**EXCERTO DO TEXTO:**
══════
Pergunta ao Governo N.º 2402/XII/2

Decreto-lei n.º 77/2013, de 5 de Junho, estabelecendo a possibilidade de uso de aguardente de origem vitícola, não vínica, na elaboração do Vinho do Porto e do Moscatel do Douro

Decreto-lei n.º 77/2013, de 5 de Junho, estabelecendo a possibilidade de uso de aguardente de origem vitícola, não vínica, na elaboração do Vinho do Porto e do Moscatel do Douro

O Decreto-lei em epígrafe veio estabelecer a possibilidade de uso de aguardente vitícola na elaboração do Vinho do Porto e do Moscatel do Douro. Tal significa a possibilidade de uso a 100% ou em mistura com aguardentes vínicas, supõe-se, de aguardentes de «borras» e de aguardentes de refinação de aguardentes bagaceiras.
Apesar de tal alteração ter tido o acordo do Conselho Interprofissional do IVDP, os argumentos/razões que suportam tal decisão não são suficientemente desenvolvidas no preâmbulo do Decreto-lei e levantam, assim, justificadas dúvidas a agentes do sector. Dúvidas relativamente aos impactos de tal decisão nas características qualitativas dos produtos finais e nos mercados vitícolas, nomeadamente regional.
Aliás, será a altura para devolver o argumento de autoridade, que foi usado com a invocação da obra de Norman R. Bennett, That indispensable article: Brandy & Port Wine, GEHVID, Porto, 2005 (mesmo que se tenha muitas dúvidas sobre o uso de peritos estrangeiros para cobrir opiniões sobre a portuguesa Região Demarcada do Douro e o seu produto de excelência) na resposta do MAMAOT de 19 de julho de 2012 à pergunta nº 3282/XII/1ª de 19 de junho de 2013, do GP do PCP, sobre o “Abastecimento e preço da aguardente vínica para beneficiar vinhos na próxima vindima”. Diz o citado estudioso, que quando os mercados se complicaram pelo aparecimento da filoxera e do oídio, pelos idos anos de 1850, obrigados pela concorrência, os “fazedores de vinho” (alguns com grande relutância, sublinha o autor) viram-se até forçados a usar “non-grape alcohol” de Inglaterra, Alemanha e Portugal para produzir vinhos do Porto de menor qualidade/”lesser-quality ports”! (Não teremos ainda chegado aí com o DL 77/2013, mas vamos a caminho…)
Percebendo o interesse directo para as grandes empresas (exportadoras) do sector, dispondo certamente de grandes volumes de subprodutos e resíduos (borras e bagaços) provenientes da sua exploração própria de vinhas na região e fora da região (algumas há que são grandes produtoras noutras regiões demarcadas), tal acabará simultaneamente com o que era um dos únicos canais de escoamento de vinhos de pasto / mesa, com produções excedentárias e preços cada vez mais degradados na Região Demarcada do Douro – preços da ordem dos 100/200 euros/pipa. Assim se agrava a situação num segmento do mercado que afecta a generalidade dos pequenos e médios viticultores da Região.Aliás, toma-se a medida, sem, que se saiba tenha havido um balanço vínico, sobre a possibilidade de obter as aguardentes vínicas no Região (como consta da proposta de trabalho da Comunidade Intermunicipal do Douro “Reorganização da Região Demarcada do Douro”), e nas regiões vizinhas!
══════
Itens armazenados do conjunto de dados:
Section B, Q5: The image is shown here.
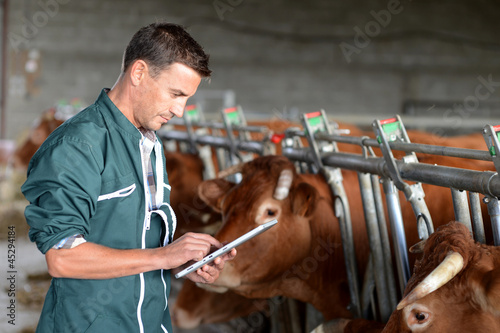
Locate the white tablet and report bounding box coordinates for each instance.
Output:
[175,219,278,278]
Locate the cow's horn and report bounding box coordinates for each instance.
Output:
[273,169,293,200]
[397,252,464,310]
[217,163,243,178]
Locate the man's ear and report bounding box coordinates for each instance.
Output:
[198,178,235,213]
[290,183,318,217]
[130,59,149,86]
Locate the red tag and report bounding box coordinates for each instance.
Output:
[271,134,285,143]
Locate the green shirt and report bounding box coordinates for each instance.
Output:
[22,90,176,333]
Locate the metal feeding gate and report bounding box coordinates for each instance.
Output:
[282,111,500,322]
[158,105,500,332]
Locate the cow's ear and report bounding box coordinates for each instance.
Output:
[291,183,318,217]
[198,178,234,213]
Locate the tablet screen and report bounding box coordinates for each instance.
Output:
[175,219,278,278]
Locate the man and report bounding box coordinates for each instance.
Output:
[22,23,236,333]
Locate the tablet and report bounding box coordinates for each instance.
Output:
[175,219,278,278]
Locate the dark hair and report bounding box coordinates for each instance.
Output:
[122,23,212,78]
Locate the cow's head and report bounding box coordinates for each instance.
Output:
[383,222,500,332]
[199,156,326,297]
[171,280,269,329]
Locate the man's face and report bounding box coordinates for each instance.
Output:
[131,63,201,131]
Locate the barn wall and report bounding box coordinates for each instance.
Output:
[5,0,500,138]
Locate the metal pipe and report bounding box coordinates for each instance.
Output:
[0,0,9,139]
[485,197,500,246]
[382,178,410,295]
[451,188,472,232]
[358,173,393,322]
[315,133,492,161]
[370,175,398,310]
[320,153,500,197]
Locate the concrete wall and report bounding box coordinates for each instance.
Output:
[4,0,500,138]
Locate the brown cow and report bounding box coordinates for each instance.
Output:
[171,280,269,329]
[194,152,492,319]
[328,222,500,333]
[13,108,64,170]
[383,222,500,333]
[169,120,493,326]
[200,156,366,318]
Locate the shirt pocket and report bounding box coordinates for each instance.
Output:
[97,174,137,202]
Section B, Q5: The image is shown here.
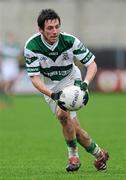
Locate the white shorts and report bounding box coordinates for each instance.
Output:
[44,67,82,119]
[1,61,19,81]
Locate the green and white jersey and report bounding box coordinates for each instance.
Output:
[24,33,95,88]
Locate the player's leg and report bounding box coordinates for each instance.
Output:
[73,117,109,171]
[56,107,81,171]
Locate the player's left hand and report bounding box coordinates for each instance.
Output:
[74,80,89,105]
[74,79,88,91]
[80,82,88,91]
[83,90,89,106]
[51,91,67,111]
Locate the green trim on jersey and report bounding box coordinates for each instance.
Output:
[26,57,38,64]
[26,34,75,62]
[40,64,73,81]
[26,66,41,73]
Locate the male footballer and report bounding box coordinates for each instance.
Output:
[24,9,109,172]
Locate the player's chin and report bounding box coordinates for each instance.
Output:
[50,37,58,43]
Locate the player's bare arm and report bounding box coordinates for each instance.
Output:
[84,61,97,84]
[30,75,52,97]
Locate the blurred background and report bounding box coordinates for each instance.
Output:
[0,0,126,102]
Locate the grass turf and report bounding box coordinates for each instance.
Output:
[0,93,126,180]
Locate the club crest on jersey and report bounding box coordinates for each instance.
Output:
[49,52,58,56]
[62,52,69,61]
[40,56,47,61]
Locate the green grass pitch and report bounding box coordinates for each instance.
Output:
[0,93,126,180]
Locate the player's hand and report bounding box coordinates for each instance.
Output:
[80,82,88,91]
[74,79,89,105]
[83,90,89,106]
[51,91,67,111]
[74,79,88,91]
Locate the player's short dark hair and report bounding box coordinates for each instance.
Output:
[37,9,61,29]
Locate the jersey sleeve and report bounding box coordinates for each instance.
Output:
[24,48,40,76]
[73,38,95,66]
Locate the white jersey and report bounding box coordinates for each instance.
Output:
══════
**TAREFAS A REALIZAR:**
**1)** No texto sobre o Decreto-lei n.º 77/2013, indique todos os países de onde vinha o "non-grape alcohol" que os "fazedores de vinho" foram forçados a usar.
**2)** Prossiga o texto sobre o Decreto-lei n.º 77/2013 a partir do ponto em que termina.

**RESPOSTAS DADAS:**
**1)** Inglaterra, Alemanha e Portugal.

**2)**
Por outro lado, teria sido bom referir estudos ou referências (e não a burocrática justificação de que tal é permitido face à legislação comunitária) que assegurassem de facto, a inocuidade de aguardentes não vínicas, na qualidade dos produtos.
É também a altura de dizer que estas decisões, tendo como argumento os custos das actuais aguardentes vínicas e a necessidade de reduzir a sua importação, evidenciam as consequências da má reforma da OCM dos Vinhos final, em 2007, durante a presidência portuguesa da União Europeia, e da responsabilidade do PS, PSD e CDS que a aprovaram.
Como o PCP, que votou contra, atempadamente previu e preveniu, a reforma ia produzir a subida dos preços das aguardentes vínicas, pelo fim dos apoios comunitários à destilação de vinhos, para a regularização dos mercados.
Estamos na primeira campanha (2012/2013) sem apoios à destilação de vinho em álcool de boca. Mas os resultados da reforma já se fazem sentir desde que foi decidida, em Portugal e noutros países. Cá, passou-se de uma média anual de 1020 000hl de vinho destilado no período 2000/2008 para uma média de 551 000hl entre 2009 e 2012. Isto é, num cálculo grosseiro, da produção de 30 mil pipas de aguardente para 15mil. Uma redução superior a 50%.
Ao abrigo das disposições constitucionais e regimentais aplicáveis, solicitamos ao Governo que, por intermédio da Ministra da Agricultura, do Mar, do Ambiente e do Ordenamento do Território, nos sejam prestados os seguintes esclarecimentos:
1) Que estudos experimentais foram feitos ou existem, que consigam com relativa fiabilidade demonstrar a inocuidade do uso de aguardentes não vínicas no benefício dos mostos para o fabrico de Vinho do Porto e de Moscatel do Douro?
2) Que subprodutos e resíduos da fileira vitícola vão poder ser utilizados na obtenção da aguardente vitícola autorizada para a beneficiação?
3) É já essa uma prática autorizada para outros vinhos licorosos portugueses, como o Madeira e o Moscatel de Setúbal?
4) Que balanços em volume e em valor foram realizados, no quadro da Região Demarcada do Douro (e das restantes regiões vitivinícolas portuguesas), que permitem justificar o uso de aguardentes vitícolas por contrapartida ao papel regularizador da destilação de massas vínicas sem escoamento e/ou de baixa qualidade?
5) Que volume de aguardentes vínicas foi obtido a partir de massas vínicas da RDD na década 2000/2010, e em cada uma das últimas campanhas, 2010, 2011 e 2012?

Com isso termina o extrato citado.